March 16, 2016
We’ve been trying not to keep you in the dark about a scary bill that has been lurking in the halls of Congress for the last year or so—the so-called “Denying Americans the Right to Know,” or DARK Act. To bring you up to speed, the DARK Act was just the latest effort by large-scale food and biotech companies to make sure you don’t know what’s in your food.
The law—which passed the House last year—was re-introduced this session in the Senate and would have pre-empted and nullified state laws requiring genetically modified foods to be labeled by making labeling optional for food companies. Supporters were trying to pass the bill before July 1, when a Vermont law requiring all products sold in the state to label foods containing GMOs goes into effect.
We say “were trying not to keep you in the dark” because today, the bill was narrowly defeated in the Senate by a bipartisan coalition, effectively killing it. Many of the senators who opposed the bill did so on the grounds that a voluntary labeling law—which relied primarily on QR codes, websites, and call-in numbers—did not go far enough for food transparency and discriminated against lower-income Americans who don’t own smartphones.
The Center for Food Safety, which has for years fought for GMO labeling, mailed letters to every senator opposing the bill it called “the Monsanto bailout.” CFS’s executive director Andrew Kimbrell celebrated the failure of the DARK Act Wednesday. “The defeat of the DARK Act is a major victory for the food movement and America’s right to know,” Kimbrell said in a statement. “It also is an important victory for democracy over the attempt of corporate interests to keep Americans in the dark about the foods they buy and feed their families.”

- TASK PROMPT: Can you continue the article on the DARK Act's defeat in the Senate, writing on from the end of its final paragraph above? The material after this point is not part of the DARK Act article and comes from a different source.

- SOURCE MATERIAL:

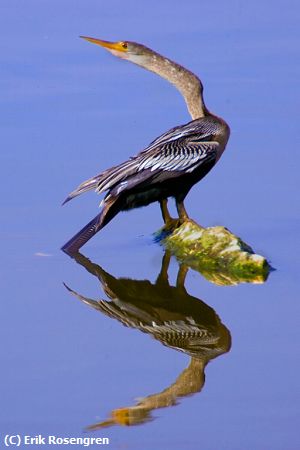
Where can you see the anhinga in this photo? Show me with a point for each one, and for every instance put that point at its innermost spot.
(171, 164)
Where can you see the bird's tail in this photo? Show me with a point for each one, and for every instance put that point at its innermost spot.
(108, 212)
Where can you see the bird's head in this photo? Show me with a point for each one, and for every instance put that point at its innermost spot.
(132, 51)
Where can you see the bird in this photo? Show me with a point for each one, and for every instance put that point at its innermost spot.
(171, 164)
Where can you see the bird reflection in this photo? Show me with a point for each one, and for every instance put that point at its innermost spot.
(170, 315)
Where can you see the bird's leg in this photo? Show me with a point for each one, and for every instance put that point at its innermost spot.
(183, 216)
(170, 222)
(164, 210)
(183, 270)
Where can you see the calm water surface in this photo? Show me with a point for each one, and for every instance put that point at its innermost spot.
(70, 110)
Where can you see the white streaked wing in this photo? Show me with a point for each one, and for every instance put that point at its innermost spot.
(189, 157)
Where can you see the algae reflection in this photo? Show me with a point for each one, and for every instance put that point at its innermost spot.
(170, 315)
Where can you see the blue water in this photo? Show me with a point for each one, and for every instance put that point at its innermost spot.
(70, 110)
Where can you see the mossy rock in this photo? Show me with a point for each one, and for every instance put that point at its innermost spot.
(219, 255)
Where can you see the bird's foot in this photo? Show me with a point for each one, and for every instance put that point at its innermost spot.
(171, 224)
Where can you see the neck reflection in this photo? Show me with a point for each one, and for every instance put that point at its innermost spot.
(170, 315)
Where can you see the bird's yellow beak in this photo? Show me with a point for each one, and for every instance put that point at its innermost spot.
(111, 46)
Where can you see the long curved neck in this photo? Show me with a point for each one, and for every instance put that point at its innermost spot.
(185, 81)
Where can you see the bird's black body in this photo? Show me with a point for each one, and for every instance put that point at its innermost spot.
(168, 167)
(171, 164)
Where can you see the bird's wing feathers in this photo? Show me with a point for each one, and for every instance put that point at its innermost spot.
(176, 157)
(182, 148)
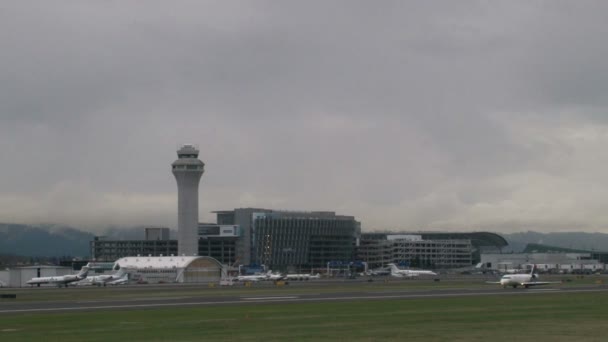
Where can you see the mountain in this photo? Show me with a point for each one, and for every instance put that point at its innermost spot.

- RESULT OF THIS TASK:
Almost 90 percent of Americans—Democrats, Republicans, young, old, and everything in between—favor a law that requires food companies to state whether a product contains GMOs right on the label. There have been virtually no studies proving the safety of foods made with genetically modified ingredients, and yet GMOs create the need to spray even more pesticides and herbicides on the food we eat.
Several states —Vermont, Connecticut, Maine, and Alaska—have passed laws regulating the labeling of genetically engineered foods. Vermont’s law, which goes farther than the others in requiring labels, is set to go into effect July 1, prompting fierce backlash from food companies—which say, falsely, that labels will raise their costs and increase food prices.
Alaska Sen. Lisa Murkowski (R), opposed the DARK Act after the Food and Drug Administration’s decision earlier this year to approve genetically engineered salmon, which she sees as a threat to her state’s wild salmon stocks.
“I know Alaska well. I also well know the immense value of our fisheries and the potential for havoc that something like this Frankenfish could wreak upon our wild, sustainable stocks,” Murkowski told the Huffington Post.
“We will not accept that it will be allowed to be sold without clear labeling, because I don’t want to make any mistakes,” she added. “I don’t want to find that what I have served my family is a genetically engineered fish. And I use ‘fish’ lightly.”